What needs to be done: Copy the material below, swapping "tall grass" for "long grass" and leaving everything else as it is.
- - -
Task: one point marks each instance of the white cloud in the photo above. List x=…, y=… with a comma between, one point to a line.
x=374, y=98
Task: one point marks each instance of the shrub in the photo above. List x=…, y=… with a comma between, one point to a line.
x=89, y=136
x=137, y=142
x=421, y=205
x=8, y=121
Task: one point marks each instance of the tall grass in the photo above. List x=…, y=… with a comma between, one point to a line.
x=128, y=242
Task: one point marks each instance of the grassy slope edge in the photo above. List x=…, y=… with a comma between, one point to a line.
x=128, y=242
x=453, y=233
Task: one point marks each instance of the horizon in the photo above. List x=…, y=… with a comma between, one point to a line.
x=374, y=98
- - -
Response to the exercise:
Task: one point marks each instance of the white cloud in the photo above. List x=…, y=… with a comma between, one point to a line.
x=374, y=98
Task: one point marks each instance of the shrub in the photo above. List x=…, y=… with a comma between, one point to a line.
x=89, y=136
x=137, y=142
x=421, y=205
x=8, y=121
Task: one point marks each instance of the long grass in the photo above. List x=…, y=… with a comma between, one point to a line.
x=128, y=242
Task: one point marks each instance of the grassy slope edge in the photo above. List x=…, y=… with a comma between, one point to a line.
x=128, y=242
x=453, y=233
Task: one point marks each instance of the horizon in the photo above. List x=…, y=… with a comma between, one point to a line.
x=374, y=98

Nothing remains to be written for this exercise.